WORK TO COMPLETE. Copy all the material that follows, keeping every character the same.

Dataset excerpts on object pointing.
※ ※ ※

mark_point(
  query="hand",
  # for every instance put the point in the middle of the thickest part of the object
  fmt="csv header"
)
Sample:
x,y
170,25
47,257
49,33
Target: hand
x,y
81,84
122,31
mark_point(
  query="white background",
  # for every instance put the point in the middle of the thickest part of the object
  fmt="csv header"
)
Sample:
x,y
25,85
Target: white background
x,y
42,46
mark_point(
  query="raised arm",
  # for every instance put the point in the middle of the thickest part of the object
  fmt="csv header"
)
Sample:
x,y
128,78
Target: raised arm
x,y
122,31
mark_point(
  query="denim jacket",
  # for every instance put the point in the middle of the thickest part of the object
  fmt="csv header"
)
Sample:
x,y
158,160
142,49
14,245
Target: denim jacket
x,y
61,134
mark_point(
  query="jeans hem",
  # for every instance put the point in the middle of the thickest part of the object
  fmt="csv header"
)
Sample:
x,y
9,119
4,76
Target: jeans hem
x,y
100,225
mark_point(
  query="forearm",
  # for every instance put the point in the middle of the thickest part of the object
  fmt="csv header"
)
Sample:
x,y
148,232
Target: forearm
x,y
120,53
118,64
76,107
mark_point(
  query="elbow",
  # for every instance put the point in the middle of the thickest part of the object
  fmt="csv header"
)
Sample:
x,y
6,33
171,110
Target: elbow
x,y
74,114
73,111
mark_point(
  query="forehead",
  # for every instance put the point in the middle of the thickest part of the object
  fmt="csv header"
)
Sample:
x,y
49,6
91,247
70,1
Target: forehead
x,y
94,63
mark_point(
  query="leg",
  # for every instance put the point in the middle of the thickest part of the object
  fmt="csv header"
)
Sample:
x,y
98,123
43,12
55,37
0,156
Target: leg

※ ※ ※

RESULT OF THE TASK.
mark_point(
  query="hand",
  # for every instance put the point in the middle of the thickest part of the object
  fmt="csv header"
)
Sample:
x,y
170,25
47,257
49,33
Target: hand
x,y
81,84
122,31
mark_point(
  query="white background",
  # for every instance put the point in the middle of the thickest part of the object
  fmt="csv header"
)
Sample:
x,y
25,85
Target: white background
x,y
42,46
mark_point(
  query="raised arm",
  # for every instance put the point in the middle of the thickest part of the object
  fmt="csv header"
)
Sample:
x,y
128,78
Target: raised arm
x,y
122,31
mark_point(
  query="denim jacket",
  # for every instance put the point in the middle of the thickest part of the object
  fmt="csv header"
)
Sample:
x,y
158,160
142,49
14,245
Target: denim jacket
x,y
61,134
mark_point(
  query="jeans hem",
  # for every instance put the point in the middle of the thickest part of the object
  fmt="csv header"
)
Sample:
x,y
9,119
4,76
Target: jeans hem
x,y
100,225
mark_point(
  query="forearm",
  # for every instance put the point in the middle of the thickest part of the object
  fmt="csv header"
)
Sample:
x,y
148,232
Target: forearm
x,y
120,53
118,64
76,107
mark_point(
  query="elbow",
  # for every instance put the point in the middle of the thickest part of the object
  fmt="csv header"
)
Sample:
x,y
6,33
171,110
Target: elbow
x,y
74,114
73,111
mark_point(
  query="forehead",
  # for every instance put the point in the middle of the thickest part of the object
  fmt="csv header"
)
Sample:
x,y
49,6
91,247
70,1
Target: forehead
x,y
94,63
mark_point(
  query="leg",
  # for every instance put the point in the middle of the thickest part of the object
  fmt="csv header"
)
Sample:
x,y
98,123
43,12
55,37
0,156
Target: leg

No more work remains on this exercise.